▸ **AIM OF THE EXERCISE**
In the passage on appointments and awards, who presented Dr. Anthony Fauci with the AAI Lifetime Achievement Award?

Dr. Kathleen M. Giacomini, chair of the department of biopharmaceutical sciences and professor of biopharmaceutical sciences, pharmaceutical chemistry, and cellular and molecular pharmacology at the University of California, San Francisco School of Pharmacy.

Dr. John C. Goodman, founder and president of the National Center for Policy Analysis, a nonprofit, nonpartisan public policy research organization in Dallas.

Dr. Brian W. Matthews, professor of physics, Howard Hughes Medical Institute investigator and member of the Institute of Molecular Biology, University of Oregon.

Dr. Lisa Staiano-Coico, dean of the college of human ecology at Cornell University, where she also serves as professor of nutritional sciences. In addition, she is professor of microbiology in surgery, microbiology in dermatology, and public health at the Weill Medical College of Cornell University in New York City.

Dr. Jeffrey T. Mason, chair of the department of biophysics at the Armed Forces Institute of Pathology in Rockville, where he also serves as administrative director of the magnetic resonance microscopy facility. He was named the council's ex officio representative from the Department of Defense.

Last year, Secretary Thompson appointed Dr. Eric N. Jacobsen to the council. He is the Sheldon Emery professor of chemistry at Harvard University.

Fauci Wins AAI Lifetime Award

NIAID director Dr. Anthony Fauci recently was presented the American Association of Immunologists Lifetime Achievement Award "in recognition of his distinguished scientific accomplishment and extraordinary service to the immunology community." AAI president Dr. Susan L. Swain presented the association's highest award at the AAI annual meeting, held as part of the Experimental Biology 2005 meeting in San Diego.

Kapikian Wins Sabin Gold Medal

NIAID's Dr. Albert Z. Kapikian was awarded the Albert B. Sabin Gold Medal at a ceremony on May 10. Cited for his "extraordinary achievements in vaccinology," he is the 13th recipient of this recognition, awarded annually by the Sabin Vaccine Institute to honor achievements by vaccinologists and infectious disease experts.

Image-grounded pointing data:

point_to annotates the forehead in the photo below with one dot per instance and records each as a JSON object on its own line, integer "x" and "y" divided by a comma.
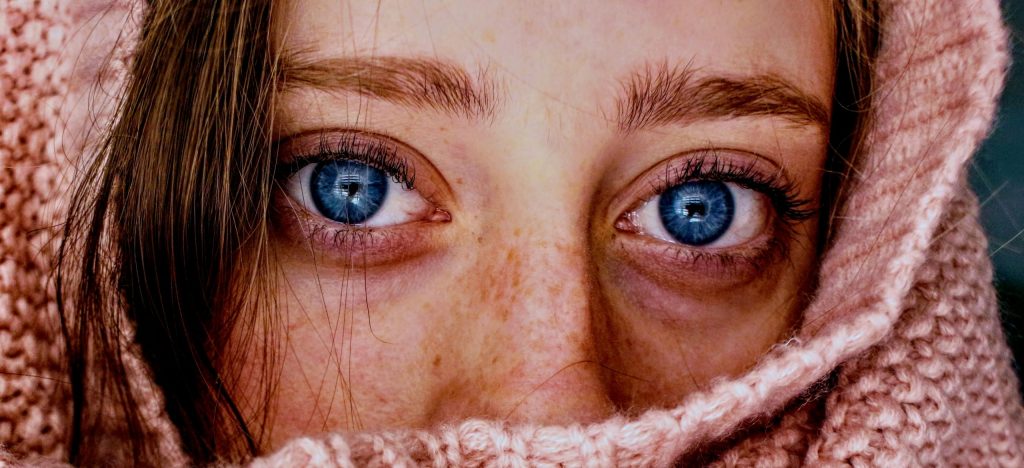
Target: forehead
{"x": 547, "y": 44}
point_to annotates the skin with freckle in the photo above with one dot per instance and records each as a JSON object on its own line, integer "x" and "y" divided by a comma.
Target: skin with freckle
{"x": 528, "y": 303}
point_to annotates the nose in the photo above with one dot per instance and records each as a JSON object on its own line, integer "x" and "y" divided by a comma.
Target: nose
{"x": 531, "y": 356}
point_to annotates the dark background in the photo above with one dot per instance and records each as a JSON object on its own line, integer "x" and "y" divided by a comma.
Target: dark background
{"x": 997, "y": 176}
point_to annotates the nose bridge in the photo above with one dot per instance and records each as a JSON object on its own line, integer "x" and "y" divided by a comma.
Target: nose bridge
{"x": 537, "y": 359}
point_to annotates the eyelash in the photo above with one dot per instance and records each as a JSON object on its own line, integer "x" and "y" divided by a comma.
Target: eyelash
{"x": 788, "y": 210}
{"x": 709, "y": 165}
{"x": 374, "y": 152}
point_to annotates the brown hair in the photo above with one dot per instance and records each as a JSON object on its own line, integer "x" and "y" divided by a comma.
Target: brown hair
{"x": 167, "y": 229}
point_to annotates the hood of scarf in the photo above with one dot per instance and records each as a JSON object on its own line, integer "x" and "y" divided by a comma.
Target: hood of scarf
{"x": 899, "y": 359}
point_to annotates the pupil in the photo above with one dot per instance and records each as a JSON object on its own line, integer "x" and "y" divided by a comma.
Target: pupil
{"x": 695, "y": 210}
{"x": 696, "y": 213}
{"x": 348, "y": 192}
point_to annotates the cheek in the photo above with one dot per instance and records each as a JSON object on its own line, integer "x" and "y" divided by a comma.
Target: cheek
{"x": 675, "y": 336}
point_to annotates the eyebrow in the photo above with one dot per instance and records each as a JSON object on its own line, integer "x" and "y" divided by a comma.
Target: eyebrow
{"x": 660, "y": 95}
{"x": 408, "y": 81}
{"x": 652, "y": 96}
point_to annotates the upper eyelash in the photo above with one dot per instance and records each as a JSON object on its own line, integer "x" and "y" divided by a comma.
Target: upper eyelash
{"x": 374, "y": 152}
{"x": 707, "y": 165}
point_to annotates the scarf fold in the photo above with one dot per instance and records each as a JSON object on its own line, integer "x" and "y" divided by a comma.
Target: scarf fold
{"x": 899, "y": 360}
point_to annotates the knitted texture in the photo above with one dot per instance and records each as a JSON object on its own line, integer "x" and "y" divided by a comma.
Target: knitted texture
{"x": 32, "y": 86}
{"x": 899, "y": 360}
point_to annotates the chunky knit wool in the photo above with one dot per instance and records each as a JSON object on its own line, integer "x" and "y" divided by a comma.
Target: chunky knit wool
{"x": 899, "y": 359}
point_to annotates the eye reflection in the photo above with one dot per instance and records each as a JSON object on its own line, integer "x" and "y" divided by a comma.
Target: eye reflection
{"x": 696, "y": 213}
{"x": 348, "y": 192}
{"x": 705, "y": 213}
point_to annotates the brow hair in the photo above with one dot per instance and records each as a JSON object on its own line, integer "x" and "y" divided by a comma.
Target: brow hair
{"x": 662, "y": 94}
{"x": 408, "y": 81}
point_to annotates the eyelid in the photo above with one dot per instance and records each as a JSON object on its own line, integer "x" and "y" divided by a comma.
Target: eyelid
{"x": 293, "y": 152}
{"x": 745, "y": 169}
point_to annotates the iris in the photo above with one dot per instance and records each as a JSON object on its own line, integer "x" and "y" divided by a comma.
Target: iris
{"x": 348, "y": 192}
{"x": 696, "y": 213}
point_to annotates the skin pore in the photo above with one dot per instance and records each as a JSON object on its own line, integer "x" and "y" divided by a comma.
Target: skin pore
{"x": 518, "y": 269}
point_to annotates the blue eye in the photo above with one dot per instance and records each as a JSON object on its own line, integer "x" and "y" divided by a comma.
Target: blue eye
{"x": 348, "y": 192}
{"x": 696, "y": 213}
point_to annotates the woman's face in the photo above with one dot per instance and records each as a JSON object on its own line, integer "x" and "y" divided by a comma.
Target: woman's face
{"x": 537, "y": 211}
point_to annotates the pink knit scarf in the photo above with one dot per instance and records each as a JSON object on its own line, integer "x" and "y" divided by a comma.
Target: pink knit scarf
{"x": 900, "y": 359}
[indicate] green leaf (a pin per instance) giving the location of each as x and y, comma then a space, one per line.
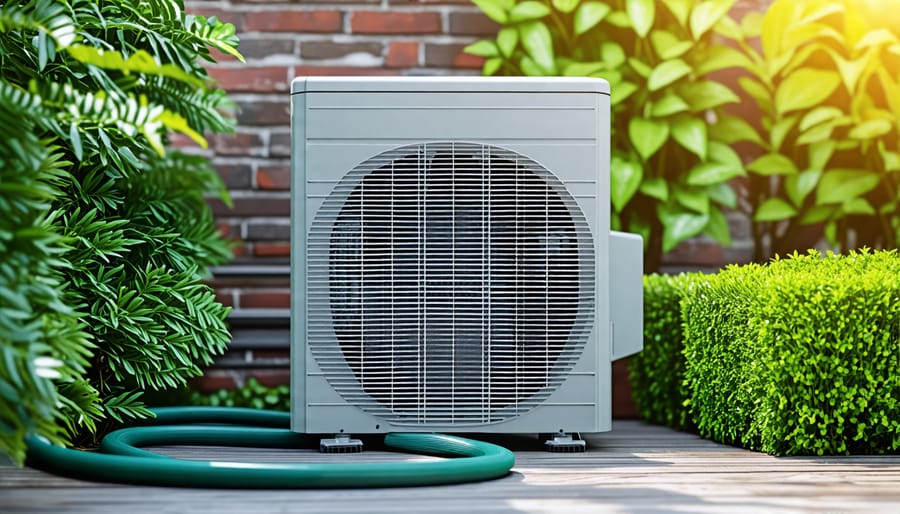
723, 194
795, 92
816, 134
528, 10
780, 131
774, 209
679, 226
656, 188
668, 105
612, 54
731, 129
706, 15
870, 129
647, 136
721, 57
619, 19
666, 73
694, 199
588, 15
507, 39
75, 140
706, 94
799, 186
138, 62
773, 164
681, 9
494, 10
858, 206
565, 6
530, 68
538, 42
820, 153
818, 214
492, 66
667, 45
840, 185
709, 173
483, 48
757, 91
819, 115
691, 134
641, 13
718, 228
621, 93
625, 178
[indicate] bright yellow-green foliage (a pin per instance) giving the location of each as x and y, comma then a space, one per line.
827, 81
669, 170
798, 357
657, 372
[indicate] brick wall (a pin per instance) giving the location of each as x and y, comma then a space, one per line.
282, 39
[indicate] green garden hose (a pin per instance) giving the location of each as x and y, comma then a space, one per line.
121, 460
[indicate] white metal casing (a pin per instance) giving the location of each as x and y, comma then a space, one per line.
560, 124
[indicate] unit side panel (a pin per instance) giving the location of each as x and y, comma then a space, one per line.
419, 117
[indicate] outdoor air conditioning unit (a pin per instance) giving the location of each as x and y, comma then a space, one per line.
452, 263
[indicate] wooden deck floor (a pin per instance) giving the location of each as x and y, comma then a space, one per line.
634, 468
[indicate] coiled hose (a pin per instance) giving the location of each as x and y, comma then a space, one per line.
120, 458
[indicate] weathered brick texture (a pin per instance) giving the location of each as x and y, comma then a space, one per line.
283, 39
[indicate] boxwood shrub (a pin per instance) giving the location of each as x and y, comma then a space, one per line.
798, 357
657, 372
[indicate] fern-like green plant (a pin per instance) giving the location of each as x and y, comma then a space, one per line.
104, 233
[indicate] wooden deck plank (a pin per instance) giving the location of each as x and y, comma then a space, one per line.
634, 468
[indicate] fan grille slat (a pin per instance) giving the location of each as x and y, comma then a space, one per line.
448, 283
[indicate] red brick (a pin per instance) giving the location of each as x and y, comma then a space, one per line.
333, 50
472, 24
381, 22
264, 112
239, 143
225, 297
235, 176
260, 205
450, 56
402, 54
229, 230
272, 249
265, 300
260, 79
274, 178
240, 251
280, 144
293, 21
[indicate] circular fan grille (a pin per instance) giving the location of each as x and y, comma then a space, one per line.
450, 283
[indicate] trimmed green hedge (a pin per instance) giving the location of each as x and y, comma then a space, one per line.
657, 372
798, 357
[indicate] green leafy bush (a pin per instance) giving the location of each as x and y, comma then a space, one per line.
670, 172
106, 234
657, 372
252, 395
825, 77
798, 357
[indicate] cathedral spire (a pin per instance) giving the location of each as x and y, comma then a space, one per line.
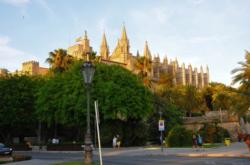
104, 49
124, 34
104, 40
85, 35
146, 52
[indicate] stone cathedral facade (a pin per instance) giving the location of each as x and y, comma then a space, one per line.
121, 55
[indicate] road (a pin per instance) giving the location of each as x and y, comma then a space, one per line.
45, 158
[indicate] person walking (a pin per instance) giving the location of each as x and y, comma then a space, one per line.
199, 141
194, 141
114, 141
118, 141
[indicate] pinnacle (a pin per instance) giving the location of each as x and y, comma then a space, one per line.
124, 34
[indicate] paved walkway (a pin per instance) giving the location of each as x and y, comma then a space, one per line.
235, 150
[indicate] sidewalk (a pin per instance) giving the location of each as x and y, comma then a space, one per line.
234, 150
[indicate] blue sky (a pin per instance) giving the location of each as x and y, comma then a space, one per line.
200, 32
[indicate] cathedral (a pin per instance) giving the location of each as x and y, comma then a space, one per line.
121, 55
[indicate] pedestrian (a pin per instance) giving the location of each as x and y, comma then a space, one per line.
114, 141
247, 141
118, 141
199, 141
194, 141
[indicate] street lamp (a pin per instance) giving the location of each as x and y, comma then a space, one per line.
88, 71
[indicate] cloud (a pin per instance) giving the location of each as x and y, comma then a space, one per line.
18, 3
11, 57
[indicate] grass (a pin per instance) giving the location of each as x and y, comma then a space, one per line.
74, 163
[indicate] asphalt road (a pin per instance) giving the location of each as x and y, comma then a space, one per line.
138, 159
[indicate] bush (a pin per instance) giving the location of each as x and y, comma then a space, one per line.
179, 137
213, 133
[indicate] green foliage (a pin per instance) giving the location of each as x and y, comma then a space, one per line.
179, 137
213, 133
121, 96
17, 110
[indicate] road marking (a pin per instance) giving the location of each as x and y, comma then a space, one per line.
210, 162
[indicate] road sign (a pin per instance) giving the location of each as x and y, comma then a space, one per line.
161, 125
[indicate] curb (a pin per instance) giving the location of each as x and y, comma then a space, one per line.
214, 155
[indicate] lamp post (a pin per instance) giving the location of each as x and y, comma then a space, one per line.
88, 71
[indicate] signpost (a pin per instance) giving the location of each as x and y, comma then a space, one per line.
98, 131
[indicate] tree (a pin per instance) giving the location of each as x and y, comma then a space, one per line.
240, 101
242, 73
17, 109
124, 102
59, 60
192, 100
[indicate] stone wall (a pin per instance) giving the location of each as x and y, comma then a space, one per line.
222, 118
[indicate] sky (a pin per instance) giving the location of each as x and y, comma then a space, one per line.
197, 32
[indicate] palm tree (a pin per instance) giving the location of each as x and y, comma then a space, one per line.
243, 73
59, 60
242, 76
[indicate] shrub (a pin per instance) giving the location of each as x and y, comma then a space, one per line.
213, 133
179, 137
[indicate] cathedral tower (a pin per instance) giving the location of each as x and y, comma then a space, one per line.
104, 49
121, 53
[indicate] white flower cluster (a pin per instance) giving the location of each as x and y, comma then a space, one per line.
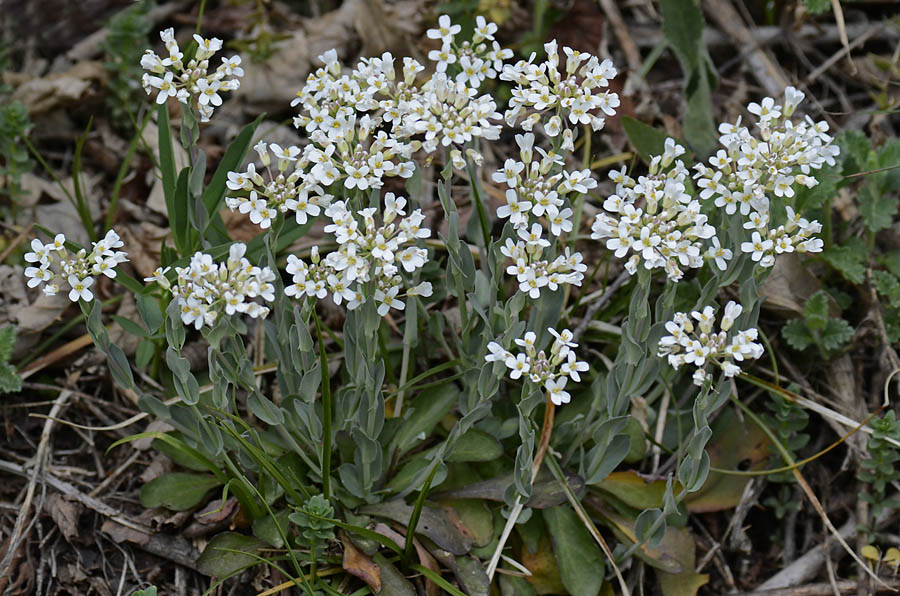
476, 60
533, 271
668, 231
577, 95
444, 111
204, 289
78, 270
700, 346
532, 191
284, 191
171, 77
368, 260
551, 372
751, 168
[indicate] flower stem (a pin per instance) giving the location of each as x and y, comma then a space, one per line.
543, 445
326, 412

▸ **TASK OUTPUT**
AAI president Dr. Susan L. Swain